▶ **Задание 1**:
Ответьте по отрывку:
(а) Что на юге было в обычае ставить в воду?
(б) С каким грузом шел обоз из Кеми в Кубенское?
(в) По чьему повелению вдоль трактов высажены березы?
▶ **Задание 2**: Почему, судя по отрывку, обоз при звуке колокольчика должен был уступить дорогу и свернуть к обочине?

«Женодавицей» слыла Катерина. На юге было в обычае ставить в воду прутья вишни: к Рождеству распустятся, заблагоухают цветами — на счастье, девица, к скорому замужеству, красная!
Введенье, Катеринин день — с древности смотрины новоженов Покрова-свадебника. Хоть палаты боярские, халупа на посаде, хоть изба крестьянская, покажитесь народу ладом-чередом. На санях: чем длинней поезд, тем выше честь «князю со княгинюшкой».
По градам и весям, по Москве белокаменной неслись вереницы саней, топали копыта. У молодого кафтан нараспашку, бархатный, с куньим околышем шлык заломлен на ухо. Молодая набелена, нарумянена.
Счастья молодым! Путем дорога!
Раздуматься, не такая уж бессмыслица — пожелать добра нашему прошлому….
Где гулянья, где гаданья — на большаках Севера ямщичья страда. Из зимы в зиму трюх-трюх лошадка, скрип-скрип гужи.
Сыра, обжигающа стужа. Непромерзшая, сквозь снег дышит земля. В поволоке седой хмари окрестности.
Чу! Заливается колокольчик. Почта, что ли? Уступи, сворачивай к обочине: почтовая гоньба не терпит задержек.
Пропустил обоз тройку с колокольцами под дугой, разминается со встречным обозом.
— Здорово живете, братцы! Откуда путь торим?
— Здорово, мужики! Мы из Кеми в Кубенское, с сельдью. А вы?
— В Красавине, ко Грибанову с куделью.
Возили с Белого моря селедку — в коптильни села Кубенского, как отовсюду поступал лен на Грибановскую фабрику под Великим Устюгом.
В бахроме инея березы: повеленьем Екатерины II они высажены вдоль трактов. Куржавеет шерсть лошадей, ноздри закупоривают ледышки. Стужа, что ли, прижала бы шибче, и убрала излишек влажности, — скорей полегчает.
8 декабря — Клим, Климентьев день.
Сдается, устные календари учли пожелания ямщиков: «Клим — клин клином зима вышибает, у мужика морозом слезу гонит». В пути холод нипочем: «Мороз — сорок пудов не воз»!
9 декабря — Юрьев день, Егорий-с-мостом (в знак упрочения льда).В устных календарях — Юрий холодный.
Дата духовных святцев запечатлела освящение первого на Руси Георгиевского храма в Киеве на Златых Вратах (XI век).
Святцы деревенские запечатлели событие, переломное для ряда поколений.
Земледелец Древней Руси мог вести хозяйство самостоятельно, причем с применением наемной силы; мог наниматься в работники, хотя бы к соседу, если не к дворянину-вотчиннику, и мог запродаться с семьей в кабальные холопы. Переход — где выгоднее, где больше платят — осуществлялся в конце сельскохозяйственного года. При приеме на оседлость работнику выделялись пашня, скот, постройки, орудия труда. По закону и обычаю, крестьянин, пожелавший сменить владельца, обязывался его предупредить о решении к Михайлову дню, внести за пользование домом, лошадью и так далее «пожилое» (рубль с алтыном); наниматель не должен был его задерживать дольше недели после Юрьего дня.
Земля — Божья, волен в ней едино государь.

▶ **Список данных**:
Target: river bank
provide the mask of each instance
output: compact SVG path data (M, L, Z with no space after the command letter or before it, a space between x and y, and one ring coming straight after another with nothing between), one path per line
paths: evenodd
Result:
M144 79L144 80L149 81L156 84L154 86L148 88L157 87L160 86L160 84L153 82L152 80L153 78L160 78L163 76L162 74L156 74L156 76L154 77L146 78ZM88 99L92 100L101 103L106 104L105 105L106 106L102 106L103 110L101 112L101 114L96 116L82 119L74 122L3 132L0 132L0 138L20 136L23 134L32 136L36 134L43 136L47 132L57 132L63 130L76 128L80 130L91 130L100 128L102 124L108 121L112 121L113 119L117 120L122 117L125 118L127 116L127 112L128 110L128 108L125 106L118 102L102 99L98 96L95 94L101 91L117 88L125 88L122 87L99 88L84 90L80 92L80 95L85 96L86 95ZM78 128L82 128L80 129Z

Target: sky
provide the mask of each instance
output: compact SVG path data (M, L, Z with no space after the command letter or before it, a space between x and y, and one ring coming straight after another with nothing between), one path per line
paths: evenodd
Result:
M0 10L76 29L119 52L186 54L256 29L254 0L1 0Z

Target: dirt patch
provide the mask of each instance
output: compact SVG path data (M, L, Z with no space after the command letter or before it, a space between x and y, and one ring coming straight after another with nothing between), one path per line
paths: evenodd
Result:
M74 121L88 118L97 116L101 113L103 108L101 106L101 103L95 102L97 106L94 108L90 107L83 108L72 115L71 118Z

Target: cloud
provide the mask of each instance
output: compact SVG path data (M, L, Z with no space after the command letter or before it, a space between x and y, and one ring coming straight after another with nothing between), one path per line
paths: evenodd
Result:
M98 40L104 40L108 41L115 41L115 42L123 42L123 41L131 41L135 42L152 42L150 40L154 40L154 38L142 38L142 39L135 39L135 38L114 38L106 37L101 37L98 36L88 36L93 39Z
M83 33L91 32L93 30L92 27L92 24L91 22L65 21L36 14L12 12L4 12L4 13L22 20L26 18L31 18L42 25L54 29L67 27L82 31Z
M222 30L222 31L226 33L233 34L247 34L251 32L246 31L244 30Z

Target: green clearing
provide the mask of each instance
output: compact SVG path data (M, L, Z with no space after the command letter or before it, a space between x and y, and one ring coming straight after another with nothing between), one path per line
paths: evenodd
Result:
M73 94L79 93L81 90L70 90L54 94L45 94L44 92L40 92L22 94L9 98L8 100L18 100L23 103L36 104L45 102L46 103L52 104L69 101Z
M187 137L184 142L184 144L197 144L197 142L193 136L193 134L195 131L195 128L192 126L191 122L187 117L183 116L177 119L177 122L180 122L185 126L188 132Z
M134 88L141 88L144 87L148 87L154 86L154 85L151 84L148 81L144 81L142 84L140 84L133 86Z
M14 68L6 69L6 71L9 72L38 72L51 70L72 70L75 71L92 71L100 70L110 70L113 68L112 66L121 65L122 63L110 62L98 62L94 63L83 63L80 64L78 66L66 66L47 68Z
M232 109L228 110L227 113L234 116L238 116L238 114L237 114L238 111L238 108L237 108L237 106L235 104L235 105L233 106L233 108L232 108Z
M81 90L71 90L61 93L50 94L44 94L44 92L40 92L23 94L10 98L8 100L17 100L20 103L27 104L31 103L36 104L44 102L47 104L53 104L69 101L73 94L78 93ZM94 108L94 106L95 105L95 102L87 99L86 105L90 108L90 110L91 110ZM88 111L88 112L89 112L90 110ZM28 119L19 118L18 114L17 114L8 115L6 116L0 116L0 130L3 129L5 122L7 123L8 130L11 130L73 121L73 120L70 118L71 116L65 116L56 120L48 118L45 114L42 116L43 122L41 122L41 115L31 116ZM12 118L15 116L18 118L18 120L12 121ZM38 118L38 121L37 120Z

▶ **Ожидаемый ответ 1**:
(а) Прутья вишни.
(б) С сельдью.
(в) По повелению Екатерины II.

▶ **Ожидаемый ответ 2**: Колокольчик возвещал о почте, а почтовая гоньба не терпит задержек. Поэтому обоз сворачивал к обочине и пропускал тройку с колокольцами под дугой.